▶ **WHAT THE EXERCISE ASKS**: The entries should each be set down again precisely.

---

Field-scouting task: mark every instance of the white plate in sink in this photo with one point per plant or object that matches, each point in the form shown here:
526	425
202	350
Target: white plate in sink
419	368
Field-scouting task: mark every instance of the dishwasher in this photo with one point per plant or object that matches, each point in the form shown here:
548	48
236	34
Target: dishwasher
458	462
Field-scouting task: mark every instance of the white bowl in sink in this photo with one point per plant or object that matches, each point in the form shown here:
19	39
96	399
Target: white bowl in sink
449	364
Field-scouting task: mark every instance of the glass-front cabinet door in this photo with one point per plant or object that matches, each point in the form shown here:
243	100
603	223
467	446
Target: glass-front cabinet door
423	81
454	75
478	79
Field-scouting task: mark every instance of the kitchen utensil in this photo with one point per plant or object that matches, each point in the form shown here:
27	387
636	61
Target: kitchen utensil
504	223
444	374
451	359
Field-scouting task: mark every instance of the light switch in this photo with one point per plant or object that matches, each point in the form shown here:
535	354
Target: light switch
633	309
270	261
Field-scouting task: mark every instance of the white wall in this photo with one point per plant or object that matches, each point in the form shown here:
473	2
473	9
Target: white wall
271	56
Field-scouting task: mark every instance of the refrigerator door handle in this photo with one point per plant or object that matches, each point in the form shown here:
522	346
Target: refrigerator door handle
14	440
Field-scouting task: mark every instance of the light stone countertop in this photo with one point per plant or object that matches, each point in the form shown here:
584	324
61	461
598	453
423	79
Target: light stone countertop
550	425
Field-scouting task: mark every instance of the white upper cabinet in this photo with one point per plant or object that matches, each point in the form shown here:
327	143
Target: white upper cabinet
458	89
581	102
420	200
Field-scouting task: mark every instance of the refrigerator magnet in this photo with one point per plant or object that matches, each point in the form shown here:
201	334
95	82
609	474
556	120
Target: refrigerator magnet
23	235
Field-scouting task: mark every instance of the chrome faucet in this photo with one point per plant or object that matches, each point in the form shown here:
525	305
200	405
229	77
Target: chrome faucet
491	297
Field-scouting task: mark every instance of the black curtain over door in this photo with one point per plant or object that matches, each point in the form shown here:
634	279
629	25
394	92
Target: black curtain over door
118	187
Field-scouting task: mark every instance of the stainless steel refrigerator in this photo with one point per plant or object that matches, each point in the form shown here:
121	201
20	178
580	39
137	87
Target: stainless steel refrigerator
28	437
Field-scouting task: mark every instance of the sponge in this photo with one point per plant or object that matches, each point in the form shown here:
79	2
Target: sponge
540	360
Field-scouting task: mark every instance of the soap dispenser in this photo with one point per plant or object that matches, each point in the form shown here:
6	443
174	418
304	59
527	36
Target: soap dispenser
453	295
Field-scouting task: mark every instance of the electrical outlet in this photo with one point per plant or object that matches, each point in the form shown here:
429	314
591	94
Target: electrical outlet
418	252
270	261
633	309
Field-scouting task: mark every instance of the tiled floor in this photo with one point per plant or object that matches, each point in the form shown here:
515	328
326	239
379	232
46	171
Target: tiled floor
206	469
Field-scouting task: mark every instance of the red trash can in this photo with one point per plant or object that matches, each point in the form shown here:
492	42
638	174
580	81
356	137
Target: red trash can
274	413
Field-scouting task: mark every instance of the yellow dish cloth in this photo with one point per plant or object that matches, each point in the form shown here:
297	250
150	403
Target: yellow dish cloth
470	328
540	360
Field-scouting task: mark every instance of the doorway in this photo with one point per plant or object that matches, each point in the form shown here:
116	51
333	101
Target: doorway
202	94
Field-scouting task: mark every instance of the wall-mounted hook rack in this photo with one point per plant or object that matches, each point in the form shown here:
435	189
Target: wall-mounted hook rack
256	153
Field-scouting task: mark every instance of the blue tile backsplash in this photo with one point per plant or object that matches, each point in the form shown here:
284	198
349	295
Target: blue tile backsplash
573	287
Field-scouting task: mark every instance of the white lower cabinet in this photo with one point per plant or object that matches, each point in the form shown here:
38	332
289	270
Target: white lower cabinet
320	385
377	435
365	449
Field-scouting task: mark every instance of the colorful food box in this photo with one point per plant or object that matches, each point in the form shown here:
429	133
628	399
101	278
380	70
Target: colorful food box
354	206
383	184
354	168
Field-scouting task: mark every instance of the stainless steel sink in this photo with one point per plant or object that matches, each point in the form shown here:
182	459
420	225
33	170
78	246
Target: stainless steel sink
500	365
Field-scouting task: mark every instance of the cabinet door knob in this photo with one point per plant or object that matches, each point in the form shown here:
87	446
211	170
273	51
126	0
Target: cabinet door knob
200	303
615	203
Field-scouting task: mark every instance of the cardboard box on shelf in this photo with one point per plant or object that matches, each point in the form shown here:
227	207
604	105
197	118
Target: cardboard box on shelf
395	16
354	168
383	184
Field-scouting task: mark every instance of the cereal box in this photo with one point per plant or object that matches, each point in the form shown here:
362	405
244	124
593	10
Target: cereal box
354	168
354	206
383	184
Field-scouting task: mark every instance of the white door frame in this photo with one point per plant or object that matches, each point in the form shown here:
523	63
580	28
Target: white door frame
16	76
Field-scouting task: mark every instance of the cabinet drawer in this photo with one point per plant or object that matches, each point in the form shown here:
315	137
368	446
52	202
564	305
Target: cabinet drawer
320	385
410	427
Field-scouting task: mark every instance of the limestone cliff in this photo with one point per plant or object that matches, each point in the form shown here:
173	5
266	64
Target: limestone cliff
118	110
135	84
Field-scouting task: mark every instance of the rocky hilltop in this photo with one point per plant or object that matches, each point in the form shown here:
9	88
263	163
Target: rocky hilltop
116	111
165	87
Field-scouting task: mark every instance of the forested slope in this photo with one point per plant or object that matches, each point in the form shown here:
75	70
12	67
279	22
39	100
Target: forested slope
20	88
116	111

---

▶ **RESULT OF THIS EXERCISE**:
Field-scouting task: mark every instance of the white plate in sink in this photo with one point per plant or object that matches, each point in the form shown here:
526	425
202	350
Target: white plate in sink
419	368
Field-scouting task: mark every instance of the dishwasher in this photo with one point per plant or object that matches, each point in the form shown here:
548	48
236	34
Target: dishwasher
458	462
Field-scouting task: mark every instance of the white bowl in sink in this photo with one point per plant or object that matches, each point in the form shown here:
19	39
96	399
Target: white bowl in sink
449	364
Field-scouting task: mark every instance of the glass-front cabinet door in this photo with one point per plant or object that matches, each point in the form shown here:
243	100
603	223
467	446
Target: glass-front cabinet door
423	81
454	75
478	79
Field-scouting task: mark every instance of the kitchen utensil in this photo with one point per plant or object that matches, each point in the form shown here:
27	387
636	61
Target: kitchen utensil
504	223
444	374
451	359
Field-scouting task: mark every instance of the light switch in this photo with one point per plant or object that matches, each point in the form shown here:
535	354
Target: light switch
633	309
270	261
Field-scouting task: mark every instance of the white wall in this photo with one point per plant or object that matches, each point in the form shown here:
473	2
473	9
Target: white wall
271	56
Field-scouting task: mark every instance of the refrigerator door handle in this photo with one point per plant or object that matches, each point in the form shown here:
522	346
Target: refrigerator door handle
14	440
Field-scouting task: mark every instance of the light stone countertop in this photo with one point per plant or object that matches, each point in the form shown here:
584	324
61	461
598	453
423	79
Target: light stone countertop
550	425
Field-scouting task: mark every instance of the white upper cabinet in this photo with one point per plant or object that matches, each point in the form shown here:
327	143
Target: white upper cabinet
458	89
581	102
420	200
Field-scouting task: mark every instance of the refrigerator magnet in this photo with one point per plant or object that matches, each point in the form shown here:
201	334
95	82
609	474
556	120
Target: refrigerator magnet
23	235
Field-scouting task: mark every instance of the chrome faucet in this photo with one point per plant or object that matches, each point in the form shown here:
525	305
200	405
229	77
Target: chrome faucet
491	297
Field-scouting task: mark every instance of the black curtain over door in this photo with one point per plant or object that matches, each point in the form shown here:
634	279
629	25
394	92
Target: black curtain over door
118	187
Field-scouting task: mark every instance of the stainless steel refrigerator in this photo with one point per plant or object that matches, each point in the form shown here:
121	201
20	178
580	39
137	87
Target: stainless steel refrigerator
28	437
Field-scouting task: mark every instance of the sponge in this photo with one point per plant or object that matches, each point in the form shown here:
79	2
Target: sponge
540	360
Field-scouting task: mark every instance of the soap dispenser in this photo with one point per plant or object that matches, each point in the form shown here:
6	443
174	418
304	59
527	36
Target: soap dispenser
453	295
Field-scouting task: mark every instance of the electrical outlet in this photo with one point per plant or object that matches, each point in the form shown here:
429	314
591	94
Target: electrical outlet
418	252
270	261
633	309
Field-scouting task: mark every instance of the tiled floor in this photo with one point per plant or object that matches, each point in the form shown here:
515	328
326	239
379	232
46	171
Target: tiled floor
206	469
Field-scouting task: mark every instance of the red trash can in this photo with one point per plant or object that matches, each point in the form shown here:
492	42
638	174
580	81
356	137
Target: red trash can
274	413
Field-scouting task: mark every instance of the yellow dish cloth in this photo with one point per plant or object that matches, each point in the form shown here:
297	250
150	403
Target: yellow dish cloth
470	328
540	360
Field-scouting task: mark every instance of the doorway in this photo with one point per plant or object that matches, each point in the form shown here:
116	51
333	101
Target: doorway
202	94
Field-scouting task: mark every instance of the wall-mounted hook rack in this photo with one point per plant or object that matches, each point in the form shown here:
435	189
Target: wall-mounted hook rack
256	153
Field-scouting task: mark every instance of the blue tile backsplash in this photo with one point per plant or object that matches, each point in the form shown here:
284	198
349	295
Target: blue tile backsplash
573	287
Field-scouting task: mark every instance of the white lower cabinet in this photo with one point per plant or object that matches, each point in the form shown here:
38	332
289	270
Target: white lower cabinet
320	385
377	435
365	449
Field-scouting task: mark every instance of the colorful food box in this photo with one point per plant or object that matches, each point in the form shown here:
429	133
628	399
101	278
380	70
Target: colorful food box
354	206
383	184
354	168
Field-scouting task: mark every instance of the stainless steel sink in this photo with one point per plant or object that matches, each point in the form shown here:
182	459
420	225
33	170
78	246
Target: stainless steel sink
500	365
Field-scouting task: mark every instance of the cabinet door knob in this photo with one point per plant or object that matches, each point in the form shown here:
87	446
211	170
273	51
126	0
Target: cabinet door knob
200	303
615	203
Field-scouting task: mark every instance of the cardboard box on shelf in this photo with one point per plant or object that matches, each point in the form shown here:
227	207
604	105
197	118
Target: cardboard box on shelf
395	16
354	168
383	184
Field-scouting task: mark every instance of the cereal box in this photo with one point per plant or object that matches, each point in the form shown here:
362	405
244	124
593	10
Target: cereal box
354	168
354	206
383	184
Field-scouting task: mark every instance of the white door frame in this photo with one point per plant or object that matches, each point in the form shown here:
523	63
580	28
Target: white door frame
16	76
Field-scouting task: mark every instance of the cabinet drawer in this photo with one point per plant or object that matches, each point in the form shown here:
315	137
368	446
52	202
564	305
Target: cabinet drawer
320	385
410	427
Field-scouting task: mark every instance of the limestone cliff in this photo with one point per plant or object that matches, each point in the form shown here:
173	5
266	64
Target: limestone cliff
118	110
135	84
Field-scouting task: mark every instance of the rocky hilltop in this photo with one point per plant or object that matches, each point in the form shown here:
9	88
263	163
Target: rocky hilltop
116	111
165	87
Field-scouting task: mark every instance of the forested slope in this photo with one point per plant or object that matches, each point in the form shown here:
75	70
12	67
279	22
39	100
Target: forested slope
20	88
116	111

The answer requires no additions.